>>>

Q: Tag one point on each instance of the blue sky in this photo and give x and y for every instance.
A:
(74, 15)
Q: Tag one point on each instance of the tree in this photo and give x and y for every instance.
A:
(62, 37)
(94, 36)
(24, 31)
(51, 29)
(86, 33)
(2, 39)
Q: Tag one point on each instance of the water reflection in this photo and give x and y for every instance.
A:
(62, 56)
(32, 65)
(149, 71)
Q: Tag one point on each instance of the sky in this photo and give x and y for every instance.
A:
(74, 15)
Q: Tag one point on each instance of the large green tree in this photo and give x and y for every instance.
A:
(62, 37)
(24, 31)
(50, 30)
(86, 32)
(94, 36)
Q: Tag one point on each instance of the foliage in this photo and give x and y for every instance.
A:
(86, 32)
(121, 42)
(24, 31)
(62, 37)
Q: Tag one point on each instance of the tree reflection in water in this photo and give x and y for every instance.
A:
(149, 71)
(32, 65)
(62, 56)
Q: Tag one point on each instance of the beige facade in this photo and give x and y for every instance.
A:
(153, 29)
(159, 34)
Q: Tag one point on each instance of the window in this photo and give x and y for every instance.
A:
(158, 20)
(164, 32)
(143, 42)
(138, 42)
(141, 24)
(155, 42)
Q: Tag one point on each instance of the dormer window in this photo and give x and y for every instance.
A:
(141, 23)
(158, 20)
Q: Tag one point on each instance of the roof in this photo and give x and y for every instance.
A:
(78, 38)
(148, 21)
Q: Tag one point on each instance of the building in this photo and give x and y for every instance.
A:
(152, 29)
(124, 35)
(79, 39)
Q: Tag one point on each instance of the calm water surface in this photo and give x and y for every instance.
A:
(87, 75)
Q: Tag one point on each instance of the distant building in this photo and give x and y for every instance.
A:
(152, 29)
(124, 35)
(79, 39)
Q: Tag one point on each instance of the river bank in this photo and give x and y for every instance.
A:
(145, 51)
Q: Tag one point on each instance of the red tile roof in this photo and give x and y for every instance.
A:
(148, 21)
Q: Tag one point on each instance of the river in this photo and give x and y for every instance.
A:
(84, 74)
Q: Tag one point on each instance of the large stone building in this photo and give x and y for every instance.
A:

<<<

Convert the lines above into a numbered list. Begin at the line that contains "Q: Tag one point on each instance of the roof", stop after the last line, and leave out any blank lines.

1. Q: Tag one point on each instance of the roof in this photo and give x and y for every instance.
2. A:
3. (78, 38)
4. (148, 21)
5. Q: Tag one point on each instance of the building in this photo and give x and y for every instance.
6. A:
7. (152, 29)
8. (124, 35)
9. (79, 39)
10. Q: Tag one point on each instance of the calm water surface in this photo and give x and y for every instance.
11. A:
12. (87, 75)
13. Q: Tag one point on each instance of the distant building in this photo and give x and y for every instance.
14. A:
15. (152, 29)
16. (124, 35)
17. (79, 39)
18. Q: Tag one point on each instance of the river bank in this photo and give x and y for every instance.
19. A:
20. (145, 51)
21. Q: Tag one point on each instance of the red tile roof in this photo and give x and y for every instance.
22. A:
23. (148, 21)
24. Q: Tag one point on each instance of the river in this photo and give x and y for every instance.
25. A:
26. (84, 74)
27. Q: Tag one point on each instance of the large stone building in this photo and give x and y for every instance.
28. A:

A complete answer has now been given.